DOCUMENT EXCERPT:
▽

Andrew Mitchell, HM trade commissioner for Europe:

“Many small businesses start their export journey in Europe. We want to make your journey simpler and easier. So from March, you will be able to reach DIT in Europe through a single contact point. The new Europe Trade Hub will work with companies to connect you with experts working in embassies and the private sector, to source market research, to seek advice on doing business in new markets or to access potential new customers in Europe. With over 40 very different markets across Europe, businesses are often discouraged from exporting by lack of knowledge of the markets that will best suit their products. We will aim to fix that.”


Simon Penney, HM trade commissioner for the Middle East:

“There are considerable opportunities for UK companies across the Gulf states as each government has put in place a long-term industrial transformation strategy. These are reflected in each country’s vision strategy. I would encourage companies to engage with the DIT to understand how we can help UK companies on their export journey.

Relationship building with customers is customary across the region, so businesses should see this as a long term programme of engagement. We are also keen to help businesses that may be doing business in one country to explore opportunities beyond to increase their footprint and customer base. This is particularly true for countries outside the Gulf such as into Pakistan, Lebanon, Jordan as well as into Africa and Asia.”


Antony Phillipson, HM trade commissioner for North America:

“North America is a prime market for British exporters: the US and Canada offer huge growth opportunities. UK exports to the US were worth almost £55bn in 2018, more than twice as much as exports to any other country.

These sizeable opportunities can be challenging to navigate, though, and in North America, UK firms must recognise the scale and complexity of markets containing extensive variation in regional demand, demographics, and regulation.

DIT staff are an excellent resource to help determine which North American market is the best landing point for your firm and to enter the market in a way that will maximise your chances of success.”


Crispin Simon, HM trade commissioner for South Asia:

“South Asia is one of the fastest-growing regions in the world, with the scale and scope to warrant significant interest from UK companies. Investing in the market now has the potential to reap significant dividends. This growth does come with challenges around identifying credible partners in country and general ease of doing business (EODB). However, India in particular is making a concerted effort to move up the EODB rankings. I would encourage companies to use our HM government network to establish those strong links you’ll need within the region and to find the right sectors and regions to enable you to grow your exports and your business.”


Judith Slater, HM trade commissioner for Eastern Europe and Central Asia:

“As is clear from the nearly £18bn of British exports to Eastern Europe and Central Asia last year, there are plenty of opportunities in this region, but don’t be too impatient. Besides the key extractive sectors like oil and gas and mining, new opportunities are opening up in sectors like healthcare, agriculture and financial and professional services. Do your market research, and think long-term, rather than short-term. Make sure you visit the market regularly and ensure you find yourself a good local partner. Relationships really matter, so take the time and trouble to get to know your potential partners and customers, as well as the local business culture.”   


Emma Wade-Smith, HM trade commissioner for Africa: 

“Allow yourself to be amazed at how fast Africa is growing and changing. We can help you build relationships, find the right partner, and research the right markets for your business. You will need to be patient, rigorous in doing your homework, and prepared to adapt to find the right way to grow your business in this vast continent. But whatever your risk appetite and your product or service, the diversity of Africa means there are opportunities to do good business somewhere on the continent.”

△

RECORDS:
▽

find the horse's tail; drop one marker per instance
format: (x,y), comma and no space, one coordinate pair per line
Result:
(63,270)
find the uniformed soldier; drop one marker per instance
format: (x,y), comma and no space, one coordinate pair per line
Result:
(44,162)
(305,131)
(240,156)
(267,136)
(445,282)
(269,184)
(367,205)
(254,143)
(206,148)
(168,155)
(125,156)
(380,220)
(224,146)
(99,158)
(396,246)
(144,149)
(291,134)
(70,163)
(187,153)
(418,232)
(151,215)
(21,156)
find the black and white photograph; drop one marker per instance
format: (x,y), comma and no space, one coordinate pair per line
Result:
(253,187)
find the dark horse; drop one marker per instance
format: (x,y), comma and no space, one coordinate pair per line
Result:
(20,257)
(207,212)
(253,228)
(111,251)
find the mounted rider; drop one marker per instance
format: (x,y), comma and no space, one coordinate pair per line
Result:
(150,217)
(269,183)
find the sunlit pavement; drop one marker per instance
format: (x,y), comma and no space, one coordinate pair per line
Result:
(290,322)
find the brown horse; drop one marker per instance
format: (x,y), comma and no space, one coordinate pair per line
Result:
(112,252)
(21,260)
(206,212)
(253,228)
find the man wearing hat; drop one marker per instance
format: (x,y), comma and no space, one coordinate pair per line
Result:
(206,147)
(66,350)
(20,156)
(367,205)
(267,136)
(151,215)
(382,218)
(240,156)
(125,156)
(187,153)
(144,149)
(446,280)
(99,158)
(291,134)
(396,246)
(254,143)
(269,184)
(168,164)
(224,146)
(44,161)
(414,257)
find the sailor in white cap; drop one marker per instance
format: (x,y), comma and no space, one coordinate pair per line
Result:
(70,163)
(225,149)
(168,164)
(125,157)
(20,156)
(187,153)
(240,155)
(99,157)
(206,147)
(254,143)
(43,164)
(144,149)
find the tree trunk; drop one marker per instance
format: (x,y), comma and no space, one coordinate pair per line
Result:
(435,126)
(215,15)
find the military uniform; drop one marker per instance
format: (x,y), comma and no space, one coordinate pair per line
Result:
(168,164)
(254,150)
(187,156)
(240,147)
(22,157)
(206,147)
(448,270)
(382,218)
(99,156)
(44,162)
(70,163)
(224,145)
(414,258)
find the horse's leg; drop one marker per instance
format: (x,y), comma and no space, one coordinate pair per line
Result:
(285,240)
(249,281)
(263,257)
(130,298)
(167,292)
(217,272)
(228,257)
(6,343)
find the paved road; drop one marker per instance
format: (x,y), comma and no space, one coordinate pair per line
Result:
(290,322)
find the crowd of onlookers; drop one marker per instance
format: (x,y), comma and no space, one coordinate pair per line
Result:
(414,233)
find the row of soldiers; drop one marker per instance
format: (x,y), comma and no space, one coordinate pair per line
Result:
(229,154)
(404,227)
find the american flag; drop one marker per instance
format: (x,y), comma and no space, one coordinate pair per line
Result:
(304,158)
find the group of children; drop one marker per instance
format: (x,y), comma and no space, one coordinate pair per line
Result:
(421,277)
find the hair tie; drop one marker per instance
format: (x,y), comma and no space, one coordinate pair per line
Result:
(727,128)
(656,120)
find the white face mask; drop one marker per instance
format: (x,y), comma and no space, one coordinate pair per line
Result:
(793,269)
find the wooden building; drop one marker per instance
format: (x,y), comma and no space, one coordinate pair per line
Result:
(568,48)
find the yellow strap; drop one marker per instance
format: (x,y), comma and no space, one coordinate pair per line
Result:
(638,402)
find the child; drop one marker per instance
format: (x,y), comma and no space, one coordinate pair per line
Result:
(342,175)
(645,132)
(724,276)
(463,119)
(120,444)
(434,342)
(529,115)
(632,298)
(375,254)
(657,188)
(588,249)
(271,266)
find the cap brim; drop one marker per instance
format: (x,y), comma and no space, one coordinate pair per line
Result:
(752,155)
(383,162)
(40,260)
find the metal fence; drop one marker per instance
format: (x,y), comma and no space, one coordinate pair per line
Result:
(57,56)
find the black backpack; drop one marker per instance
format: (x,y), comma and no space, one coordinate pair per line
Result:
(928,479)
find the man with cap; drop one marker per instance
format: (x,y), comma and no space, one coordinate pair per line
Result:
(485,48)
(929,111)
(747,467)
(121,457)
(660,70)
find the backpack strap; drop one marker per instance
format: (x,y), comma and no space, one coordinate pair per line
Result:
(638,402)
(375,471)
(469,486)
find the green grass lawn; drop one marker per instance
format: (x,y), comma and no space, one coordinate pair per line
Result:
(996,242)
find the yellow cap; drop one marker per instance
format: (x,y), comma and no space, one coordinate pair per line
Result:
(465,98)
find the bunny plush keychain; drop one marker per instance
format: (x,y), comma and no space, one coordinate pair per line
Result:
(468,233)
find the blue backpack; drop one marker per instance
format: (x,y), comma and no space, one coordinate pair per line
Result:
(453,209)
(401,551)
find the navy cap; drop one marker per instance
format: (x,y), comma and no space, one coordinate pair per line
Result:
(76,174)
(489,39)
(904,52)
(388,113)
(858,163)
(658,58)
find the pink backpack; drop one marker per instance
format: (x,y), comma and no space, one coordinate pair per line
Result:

△

PROBLEM STATEMENT: From the trade commissioners' export advice, write out everything from "Simon Penney, HM" down to "their export journey.", word for word.

RESPONSE AREA:
Simon Penney, HM trade commissioner for the Middle East:

“There are considerable opportunities for UK companies across the Gulf states as each government has put in place a long-term industrial transformation strategy. These are reflected in each country’s vision strategy. I would encourage companies to engage with the DIT to understand how we can help UK companies on their export journey.